The data.
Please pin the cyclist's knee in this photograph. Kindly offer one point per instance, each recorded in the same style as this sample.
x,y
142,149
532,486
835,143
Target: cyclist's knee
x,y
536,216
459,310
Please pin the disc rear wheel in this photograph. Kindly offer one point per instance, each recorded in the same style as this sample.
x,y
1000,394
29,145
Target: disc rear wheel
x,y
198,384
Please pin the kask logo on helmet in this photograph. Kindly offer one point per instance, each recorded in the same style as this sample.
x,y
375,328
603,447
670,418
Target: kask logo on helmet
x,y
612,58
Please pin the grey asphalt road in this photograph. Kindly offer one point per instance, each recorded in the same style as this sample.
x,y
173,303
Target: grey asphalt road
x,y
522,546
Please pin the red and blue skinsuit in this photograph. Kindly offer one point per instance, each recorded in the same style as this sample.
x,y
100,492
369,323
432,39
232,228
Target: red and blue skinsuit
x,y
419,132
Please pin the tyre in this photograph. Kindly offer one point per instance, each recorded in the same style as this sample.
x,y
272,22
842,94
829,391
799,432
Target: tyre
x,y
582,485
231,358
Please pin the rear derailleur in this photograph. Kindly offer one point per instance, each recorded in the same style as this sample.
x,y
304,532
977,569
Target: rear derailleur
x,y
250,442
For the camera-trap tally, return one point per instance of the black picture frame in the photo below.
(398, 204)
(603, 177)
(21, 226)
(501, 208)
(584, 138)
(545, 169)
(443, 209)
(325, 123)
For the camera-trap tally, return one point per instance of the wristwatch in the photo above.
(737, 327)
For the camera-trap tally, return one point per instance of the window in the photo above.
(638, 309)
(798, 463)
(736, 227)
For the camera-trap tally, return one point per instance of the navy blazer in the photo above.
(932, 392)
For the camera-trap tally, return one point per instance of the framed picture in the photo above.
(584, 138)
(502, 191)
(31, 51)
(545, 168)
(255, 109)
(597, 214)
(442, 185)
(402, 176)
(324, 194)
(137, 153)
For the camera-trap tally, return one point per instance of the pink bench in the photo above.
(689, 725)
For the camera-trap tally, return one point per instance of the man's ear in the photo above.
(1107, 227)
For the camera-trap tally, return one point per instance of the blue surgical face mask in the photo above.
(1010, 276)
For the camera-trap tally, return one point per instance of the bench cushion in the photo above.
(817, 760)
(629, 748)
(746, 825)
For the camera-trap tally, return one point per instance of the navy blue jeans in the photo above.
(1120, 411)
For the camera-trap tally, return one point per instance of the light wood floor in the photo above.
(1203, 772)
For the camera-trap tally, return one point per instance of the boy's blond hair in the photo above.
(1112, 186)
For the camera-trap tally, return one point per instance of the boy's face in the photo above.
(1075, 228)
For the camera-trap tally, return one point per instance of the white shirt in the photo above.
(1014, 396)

--

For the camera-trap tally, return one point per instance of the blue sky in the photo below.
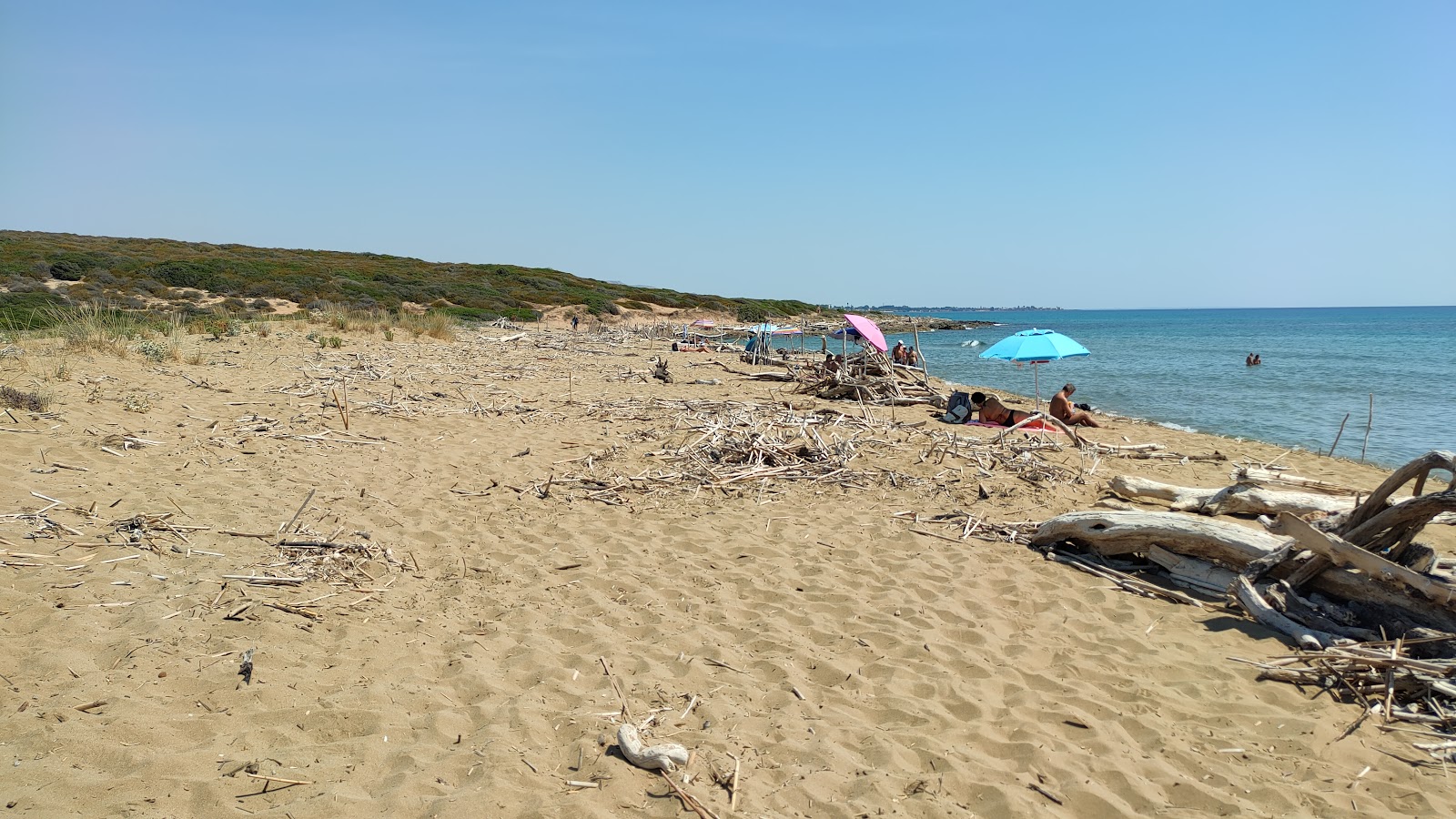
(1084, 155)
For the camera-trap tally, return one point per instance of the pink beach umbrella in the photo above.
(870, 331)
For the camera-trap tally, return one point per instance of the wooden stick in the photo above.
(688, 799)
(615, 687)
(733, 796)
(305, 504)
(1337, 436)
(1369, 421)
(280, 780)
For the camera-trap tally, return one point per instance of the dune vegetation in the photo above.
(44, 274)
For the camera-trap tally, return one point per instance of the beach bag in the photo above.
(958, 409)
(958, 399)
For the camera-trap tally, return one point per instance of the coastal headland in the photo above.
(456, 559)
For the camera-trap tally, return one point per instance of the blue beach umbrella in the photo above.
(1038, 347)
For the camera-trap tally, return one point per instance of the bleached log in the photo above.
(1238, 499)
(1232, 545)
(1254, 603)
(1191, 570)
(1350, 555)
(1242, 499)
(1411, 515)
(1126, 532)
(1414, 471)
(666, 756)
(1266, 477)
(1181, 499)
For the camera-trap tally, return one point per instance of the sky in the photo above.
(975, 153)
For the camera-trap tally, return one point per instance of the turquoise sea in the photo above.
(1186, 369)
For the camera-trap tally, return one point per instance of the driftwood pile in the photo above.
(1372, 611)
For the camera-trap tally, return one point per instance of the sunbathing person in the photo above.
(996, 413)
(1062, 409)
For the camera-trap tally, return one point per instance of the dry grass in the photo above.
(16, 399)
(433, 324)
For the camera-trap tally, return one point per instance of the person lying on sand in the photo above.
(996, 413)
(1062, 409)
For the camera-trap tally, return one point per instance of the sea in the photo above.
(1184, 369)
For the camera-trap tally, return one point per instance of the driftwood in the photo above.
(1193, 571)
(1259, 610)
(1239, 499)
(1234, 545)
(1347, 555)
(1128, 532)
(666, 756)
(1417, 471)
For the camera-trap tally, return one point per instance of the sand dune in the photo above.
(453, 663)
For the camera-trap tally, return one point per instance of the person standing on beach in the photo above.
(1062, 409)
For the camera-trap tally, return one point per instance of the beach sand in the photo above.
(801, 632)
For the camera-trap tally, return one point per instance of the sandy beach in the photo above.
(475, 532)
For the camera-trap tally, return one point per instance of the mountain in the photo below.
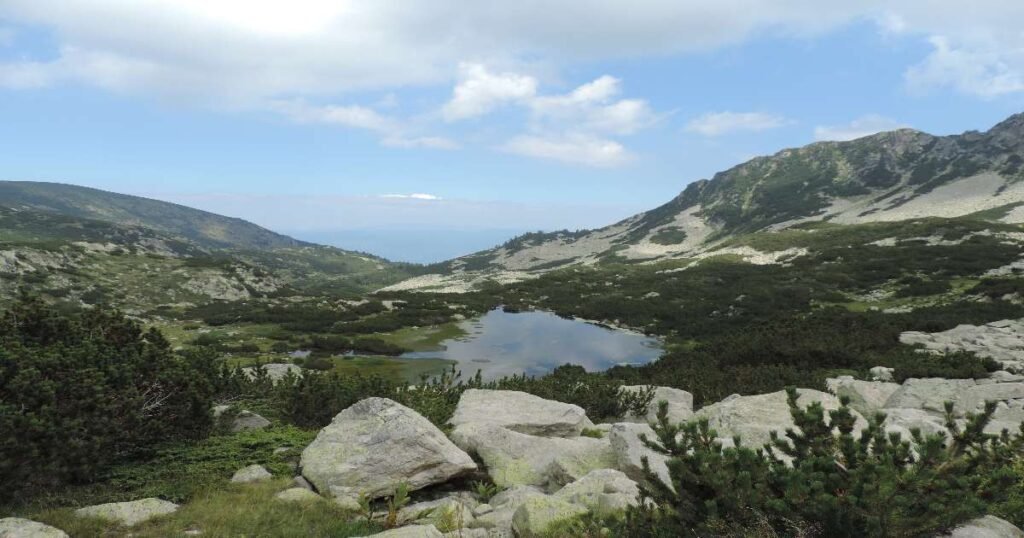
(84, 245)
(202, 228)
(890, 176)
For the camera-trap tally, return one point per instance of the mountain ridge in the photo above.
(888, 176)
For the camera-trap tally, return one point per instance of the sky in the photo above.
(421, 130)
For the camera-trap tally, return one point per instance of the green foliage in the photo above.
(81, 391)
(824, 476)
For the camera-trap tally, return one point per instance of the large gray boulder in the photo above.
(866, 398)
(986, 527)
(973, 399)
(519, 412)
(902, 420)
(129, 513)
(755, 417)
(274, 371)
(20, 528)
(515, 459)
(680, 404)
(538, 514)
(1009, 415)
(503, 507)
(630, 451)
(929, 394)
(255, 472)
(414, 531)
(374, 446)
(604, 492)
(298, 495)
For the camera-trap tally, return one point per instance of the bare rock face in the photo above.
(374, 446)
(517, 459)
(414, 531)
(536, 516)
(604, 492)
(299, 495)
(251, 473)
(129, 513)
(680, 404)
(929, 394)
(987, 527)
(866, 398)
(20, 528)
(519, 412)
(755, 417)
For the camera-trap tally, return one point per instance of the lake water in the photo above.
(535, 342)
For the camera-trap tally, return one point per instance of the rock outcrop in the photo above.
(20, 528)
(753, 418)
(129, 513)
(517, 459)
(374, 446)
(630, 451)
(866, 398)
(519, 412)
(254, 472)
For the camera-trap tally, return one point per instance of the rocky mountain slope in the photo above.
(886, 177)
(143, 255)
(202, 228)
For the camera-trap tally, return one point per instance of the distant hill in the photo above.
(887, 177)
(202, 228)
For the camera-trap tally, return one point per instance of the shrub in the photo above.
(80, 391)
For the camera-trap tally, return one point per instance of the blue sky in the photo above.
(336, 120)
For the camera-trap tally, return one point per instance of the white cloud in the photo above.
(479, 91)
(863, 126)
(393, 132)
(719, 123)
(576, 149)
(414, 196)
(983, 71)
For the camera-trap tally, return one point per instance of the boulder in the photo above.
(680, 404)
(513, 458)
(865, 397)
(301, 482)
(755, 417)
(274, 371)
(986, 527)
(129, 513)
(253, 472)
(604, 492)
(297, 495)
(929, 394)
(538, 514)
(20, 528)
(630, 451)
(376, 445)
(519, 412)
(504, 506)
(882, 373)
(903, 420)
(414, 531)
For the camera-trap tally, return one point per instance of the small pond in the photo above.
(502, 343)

Work required. The word "recorded" may occur in lines of the data above; say how many lines hold it, giving only the number.

Output for this exercise. 7